» **DOCUMENT EXCERPT**:
School Trust Lands
Nevada
Nevada is the most extreme loss of corpus in the public-land record, and the loss was negotiated, not stumbled into. Admitted October 31, 1864 — eight days before the Lincoln-McClellan election, for reasons that had more to do with the Thirteenth Amendment's ratification math than with Nevada's population — Nevada received the standard two-section grant of roughly 3.9 million acres. The state could not select most of it: arid public domain, mineral withdrawals, and prior dispositions had already closed off the in-place sections.
So Nevada cut a deal. The Act of June 16, 1880 relinquished the original 16/36 grant and substituted two million acres of in-lieu lands the state could pick from any open federal public domain. Two million good acres are worth more than 3.9 million bad ones — the trade was rational on its face. What followed was less so. Nevada sold most of those in-lieu lands by 1900, often at the statutory minimum of $1.25 an acre, and built no fiduciary architecture to capture the proceeds for a permanent fund. Margaret Bird's reading is sharper: a state drier than Utah, drier than New Mexico, drier than Arizona — all of which received four sections per township for that very reason — never went back to Congress to ask for more. It traded down, sold the trade-down, and walked away.
Today Nevada retains the smallest school-trust acreage of any public-land state. The fund is restricted to in-state investments only; revenue flows not to schools but to the Department of Education, which is not the beneficiary named in the enabling act. The corpus was given away deliberately, and the giving-away continues.
FY 2024
On May 20, 1785, the Continental Congress provided land to support schools as each new state joined the union. “There shall be reserved the lot No.16, of every township, for the maintenance of public schools within the said township.” The federal school-land grant ultimately reached a national scale, and school-trust lands still span tens of millions of acres across the public-land states. Public accounting gathered by ASTL documents more than $100 billion in school-trust assets and more than $1 billion in annual distributions in the most recently reconciled national accounting; current fifty-state figures are being rebuilt state by state. However, few educators or members of the public know about school trust lands. Advocates for School Trust Lands is sharing this grand history of America’s founding vision for schools, hoping that over time Americans will know of school trust lands and their support for public schools.
At statehood ON October 31, 1864, Nevada was granted 2 sections per township--almost 4 million acres of land--by Congress to support Nevada public schools. The school trust lands are part of a “sacred compact” or enabling act between the state and Congress. The enabling act requires the state to act with undivided loyalty as it manages the school lands in trust to support public schools. Recognizing the arid nature of the state, shortly after statehood, Nevada requested that Congress grant only two million acres, but at locations the state selected instead of Sections 16 and 36 that might have no water. About one-fourth of the private land in Nevada today was once school trust lands. Of the original 4 million acres, Nevada has only 2,914 acres remaining. All other arid states admitted to the Union after Nevada, specifically Utah, Arizona, and New Mexico, all received 4 sections. In the 2010 session of the Nevada Assembly, a bill passed requesting that the Nevada Congressional delegation seek an additional 6 million acres to support schools to correct the unequal footing for Nevada receiving only 2 sections when less arid states received 4 sections. There is a doctrine known as the Equal Footing Doctrine that requires each state to be admitted to the union on equal footing.

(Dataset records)
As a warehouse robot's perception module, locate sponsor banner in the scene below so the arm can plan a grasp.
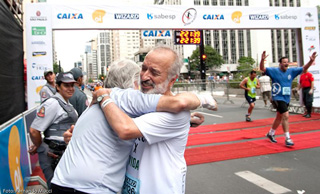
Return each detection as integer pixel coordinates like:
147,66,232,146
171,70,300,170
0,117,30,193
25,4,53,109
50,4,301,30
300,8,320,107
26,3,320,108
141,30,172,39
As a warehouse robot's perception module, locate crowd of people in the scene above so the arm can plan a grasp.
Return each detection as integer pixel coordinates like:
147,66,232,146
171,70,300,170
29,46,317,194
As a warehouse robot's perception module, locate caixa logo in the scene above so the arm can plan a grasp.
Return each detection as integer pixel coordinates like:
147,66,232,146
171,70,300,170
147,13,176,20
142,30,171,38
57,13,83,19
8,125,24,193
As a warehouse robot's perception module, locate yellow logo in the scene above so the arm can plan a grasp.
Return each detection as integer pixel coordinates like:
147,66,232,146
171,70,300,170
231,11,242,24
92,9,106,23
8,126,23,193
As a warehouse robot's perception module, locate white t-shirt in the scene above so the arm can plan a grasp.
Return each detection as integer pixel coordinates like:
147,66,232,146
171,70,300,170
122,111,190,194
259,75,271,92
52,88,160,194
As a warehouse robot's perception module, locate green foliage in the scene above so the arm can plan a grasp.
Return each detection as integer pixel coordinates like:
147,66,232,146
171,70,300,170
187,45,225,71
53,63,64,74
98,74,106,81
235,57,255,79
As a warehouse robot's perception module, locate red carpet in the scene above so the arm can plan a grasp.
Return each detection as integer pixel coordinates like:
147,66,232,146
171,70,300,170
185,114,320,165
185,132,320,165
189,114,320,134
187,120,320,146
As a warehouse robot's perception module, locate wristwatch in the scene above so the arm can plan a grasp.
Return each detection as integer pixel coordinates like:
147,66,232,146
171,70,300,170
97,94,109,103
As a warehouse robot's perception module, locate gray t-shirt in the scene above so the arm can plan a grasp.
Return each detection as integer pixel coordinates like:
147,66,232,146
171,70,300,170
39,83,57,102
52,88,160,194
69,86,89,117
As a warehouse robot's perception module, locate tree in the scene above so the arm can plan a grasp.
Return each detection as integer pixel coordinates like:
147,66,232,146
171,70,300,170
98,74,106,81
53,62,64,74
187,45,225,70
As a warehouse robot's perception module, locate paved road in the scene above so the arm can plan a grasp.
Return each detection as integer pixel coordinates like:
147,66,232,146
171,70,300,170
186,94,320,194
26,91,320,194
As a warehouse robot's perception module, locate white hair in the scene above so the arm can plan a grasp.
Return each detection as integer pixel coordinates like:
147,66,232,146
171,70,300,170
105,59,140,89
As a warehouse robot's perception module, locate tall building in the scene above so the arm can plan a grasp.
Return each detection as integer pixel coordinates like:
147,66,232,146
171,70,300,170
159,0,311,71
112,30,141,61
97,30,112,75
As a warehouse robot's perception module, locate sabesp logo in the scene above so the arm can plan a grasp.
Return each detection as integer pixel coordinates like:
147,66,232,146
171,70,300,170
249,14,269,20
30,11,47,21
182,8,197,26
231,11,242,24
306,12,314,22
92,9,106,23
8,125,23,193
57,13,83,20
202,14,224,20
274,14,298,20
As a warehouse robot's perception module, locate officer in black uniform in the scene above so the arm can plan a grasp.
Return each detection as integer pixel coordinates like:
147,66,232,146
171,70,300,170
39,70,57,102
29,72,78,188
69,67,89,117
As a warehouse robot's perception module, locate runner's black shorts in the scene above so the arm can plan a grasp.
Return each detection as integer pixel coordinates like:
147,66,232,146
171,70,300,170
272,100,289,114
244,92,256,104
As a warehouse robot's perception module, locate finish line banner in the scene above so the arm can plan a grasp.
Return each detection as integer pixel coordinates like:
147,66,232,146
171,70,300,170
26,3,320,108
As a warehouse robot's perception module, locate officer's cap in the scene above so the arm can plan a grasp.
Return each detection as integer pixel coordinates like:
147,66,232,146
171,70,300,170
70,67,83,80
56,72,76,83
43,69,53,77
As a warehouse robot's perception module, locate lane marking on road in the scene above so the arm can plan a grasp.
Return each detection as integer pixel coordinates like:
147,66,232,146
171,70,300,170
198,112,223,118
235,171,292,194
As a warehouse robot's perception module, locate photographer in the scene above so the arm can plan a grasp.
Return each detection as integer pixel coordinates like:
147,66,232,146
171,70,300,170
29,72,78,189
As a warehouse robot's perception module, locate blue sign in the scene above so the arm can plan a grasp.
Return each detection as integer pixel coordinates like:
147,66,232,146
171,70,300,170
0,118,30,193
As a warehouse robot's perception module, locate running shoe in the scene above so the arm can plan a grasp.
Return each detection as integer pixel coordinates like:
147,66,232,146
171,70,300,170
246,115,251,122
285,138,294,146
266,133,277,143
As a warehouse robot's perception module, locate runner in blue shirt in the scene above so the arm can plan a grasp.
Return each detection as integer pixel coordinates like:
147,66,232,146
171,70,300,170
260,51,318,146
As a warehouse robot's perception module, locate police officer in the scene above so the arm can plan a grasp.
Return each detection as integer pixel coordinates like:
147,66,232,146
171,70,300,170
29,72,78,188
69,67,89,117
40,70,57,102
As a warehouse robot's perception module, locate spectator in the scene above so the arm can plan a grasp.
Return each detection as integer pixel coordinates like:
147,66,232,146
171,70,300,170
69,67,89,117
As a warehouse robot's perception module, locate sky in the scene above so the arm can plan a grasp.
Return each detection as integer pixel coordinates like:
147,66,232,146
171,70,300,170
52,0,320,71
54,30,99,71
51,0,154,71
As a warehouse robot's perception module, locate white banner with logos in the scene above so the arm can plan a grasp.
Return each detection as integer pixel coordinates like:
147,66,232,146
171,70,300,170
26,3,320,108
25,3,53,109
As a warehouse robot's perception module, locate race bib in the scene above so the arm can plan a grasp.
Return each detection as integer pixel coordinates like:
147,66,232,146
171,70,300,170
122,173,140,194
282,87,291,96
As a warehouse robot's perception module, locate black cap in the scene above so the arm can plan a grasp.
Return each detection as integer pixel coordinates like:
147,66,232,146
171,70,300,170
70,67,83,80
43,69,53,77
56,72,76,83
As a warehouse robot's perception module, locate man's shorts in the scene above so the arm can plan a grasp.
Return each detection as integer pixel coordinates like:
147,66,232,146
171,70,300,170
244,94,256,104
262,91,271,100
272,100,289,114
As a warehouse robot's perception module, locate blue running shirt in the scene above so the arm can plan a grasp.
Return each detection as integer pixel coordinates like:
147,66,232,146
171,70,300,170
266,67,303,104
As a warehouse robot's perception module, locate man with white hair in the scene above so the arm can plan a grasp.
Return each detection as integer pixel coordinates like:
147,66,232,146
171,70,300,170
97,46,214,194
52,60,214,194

» **THE TASKS**:
(A) According to the Nevada school trust lands text, what three things had already closed off the in-place sections that Nevada could not select?
(B) Decide whether each statement agrees with the Nevada school trust lands text. For each, give yes or no with the deciding words quoted from the text.
(i) The Act of June 16, 1880 replaced Nevada's original grant with two million acres of in-lieu lands.
(ii) Nevada's school-trust fund may be invested outside the state.
(iii) The bill passed in the 2010 session of the Nevada Assembly sought an additional 4 million acres.
(C) Continue the Nevada school trust lands text, starting after its final sentence.

» **WRITTEN ANSWERS**:
(A)
1. Arid public domain
2. Mineral withdrawals
3. Prior dispositions

(B)
(i) Yes: "The Act of June 16, 1880 relinquished the original 16/36 grant and substituted two million acres of in-lieu lands the state could pick from any open federal public domain."
(ii) No: "The fund is restricted to in-state investments only"
(iii) No: "seek an additional 6 million acres to support schools"

(C)
There are only 2,914 acres remaining from the original lands granted. School trust lands occur throughout the State and are located in Carson City, Clark, Lyon, Nye and Washoe Counties:
• Vicee Canyon, Carson City, 313.79 acres These parcels are west of Western Nevada College.
• Clark County, 164.13 acres These four parcels are east of Las Vegas in the Moapa Valley.
• Elko County, 41.18 acres This remote parcel is northeast of Wells.
• Lyon County, 80.74 acres This parcel is near Wabuska, north of Yerington.
• Nye County, 462.73 acres These remote parcels are scattered across the northern county and also near Pahrump. Flannigan Area,
• Washoe County, 515.22 acres These remote parcels are in the vicinity of Flannigan, northwest of Pyramid Lake.
• Vya Area, Washoe County, 1,345.51 acres These remote parcels are east of Vya in northern Washoe County.
How does this revenue get to schools and benefit students? The revenue from the school trust lands is deposited in the Permanent School Fund, which is invested by the Nevada State Treasurer. All Justice Court Fines and all District Court Fines are also deposited annually in the Permanent School Fund. There is little annual revenue from the remining acreage of less than 3,000 acres. However, in 2009, over $90,000 was deposited from the state finally paying for school trust lands it had been using without compensation.
Beginning in 2012, the Nevada State Treasurer’s office began investing a portion of the Permanent School Fund in 32 Nevada projects using four investment professionals. Some of the funds were invested in the Silver State Opportunity Fund (SSOF) and other funds in mostly metal extraction companies. “As of June 30, 2024, 18 active Nevada-based companies have received investments from SSOF; however, a total of 32 Nevada companies have received investments since the Fund’s inception in 2012. SSOF includes investments throughout 16 Nevada counties. This is a total of $815 million invested in Nevada and its partners, which stretches far beyond the $75 million capital invested in the PSF. SSOF investments have supported 2,470 Nevada employees with an average annual wage of $105,622: 79% higher than the national average wage in 2023.” [1]
The Permanent School Fund is invested by the State Treasurer and has a market value of $539,960,000. Of this total $253 million is in fixed income investments; $266 million in public equity; and $21 million in private equity. The net annual return for FY2024 was 6.5%. In FY 2024 investment income of $16.1 million was distributed to schools in Nevada through the Nevada Distributive School Account.
Investment income from the Permanent School Fund is placed into a State Distributive School Fund which is then directly distributed to the public and charter schools, though the public has little knowledge of these funds as they are included with other state funding for schools. Utah allows parents, teachers and the principal in each school to develop academic programs to improve student performance with their funding which raises public support for schools.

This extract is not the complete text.